--- Begin Given passage ---

There are two common threads to the separate events. Junior linebacker Te’von Coney and junior defensive tackle Jerry Tillery both enrolled early in 2015, and they have both delayed their stay-or-go decisions to today.

With the early signing period’s implementation, the former date holds less import. These players have already signed with the Irish. Gone are the days of putting down a drink and racing to a computer after finding a source to confirm a consensus five-star quarterback’s early arrival. With an early signing period, Gunner Kiel likely would have been bound to at least begin his career at LSU in the spring of 2012, rather than show up on Notre Dame’s campus at the 11th hour.

The tangible value of arriving early can still hold legitimacy, but that theoretical does not become much of a reality until spring practice commences, anyway.

Junior defensive tackle Jerry Tillery (99) will need to decide today if he will head to the NFL Draft or return for his senior year. (AP Photo/Gerry Broome)

So an early enrollee summary can wait until tomorrow’s first day of classes. In the meantime, breathes remain baited waiting for the decisions from Coney and Tillery. Will they return for a year under first-time defensive coordinator Clark Lea, or follow the lead of running back Josh Adams and receiver Equanimeous St. Brown and head for the NFL?

As has been discussed and seems rather obvious, both Coney and Tillery would greatly boost the 2018 Irish defense. They would also both likely hear their names called in the NFL draft, so there is merit to whatever option each chooses.

— As it pertains to the early enrollees, the measureable benefit of the semester’s head start can be debated. In looking at the last three classes, it has appeared to have great effect with a few of the freshmen, but not for most.

2015: Tillery, Coney, defensive lineman Micah Dew-Treadway, offensive lineman Tristen Hoge.
2016: Safety Devin Studstill, receiver Kevin Stepherson, defensive end Daelin Hayes, defensive end Khalid Kareem, safety Spencer Perry.
2017: Offensive lineman Robert Hainsey, tight end Brock Wright, running back C.J. Holmes, safety Isaiah Robertson, offensive lineman Aaron Banks.

Of those 14, Tillery, Studstill, Stepherson and Hainsey offered genuine contributions in their debut seasons.

Tillery started three games in 2015, appearing in all 12, making 12 tackles with one sack. More than the counting statistics, the depth Tillery provided at defensive tackle was an absolute necessity.

As injuries and suspensions purged the Irish secondary just before the 2016 season’s start, Studstill was forced into a starting role. He finished the year with 38 tackles, an interception and a forced fumble. He was not yet ready to be a collegiate starting safety, but he was needed to be, and the time spent going through the paces in the spring provided Studstill enough of a base to be somewhat serviceable from the outset.

--- End Given passage ---
--- Begin The input ---

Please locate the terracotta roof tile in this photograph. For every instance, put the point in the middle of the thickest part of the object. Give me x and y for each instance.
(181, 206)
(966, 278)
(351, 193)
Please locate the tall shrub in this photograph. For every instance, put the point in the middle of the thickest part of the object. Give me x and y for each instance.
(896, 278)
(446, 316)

--- End The input ---

What is asked:
(1) Decide whether each statement agrees with the football article, answering yes or no and quoting the words of the article that settle it: (a) Tillery started three games in 2015. (b) Clark Lea had served as defensive coordinator before. (c) Studstill finished the 2016 season with two interceptions.
(2) Rewrite the whole listing, replacing "photograph" with "image" and leaving everything else as it is.
The listing has no connection to the article on Notre Dame football.

Worked answers:
(1)
(a) Yes: "Tillery started three games in 2015, appearing in all 12"
(b) No: "first-time defensive coordinator Clark Lea"
(c) No: "He finished the year with 38 tackles, an interception and a forced fumble."

(2)
Please locate the terracotta roof tile in this image. For every instance, put the point in the middle of the thickest part of the object. Give me x and y for each instance.
(181, 206)
(966, 278)
(351, 193)
Please locate the tall shrub in this image. For every instance, put the point in the middle of the thickest part of the object. Give me x and y for each instance.
(896, 278)
(446, 316)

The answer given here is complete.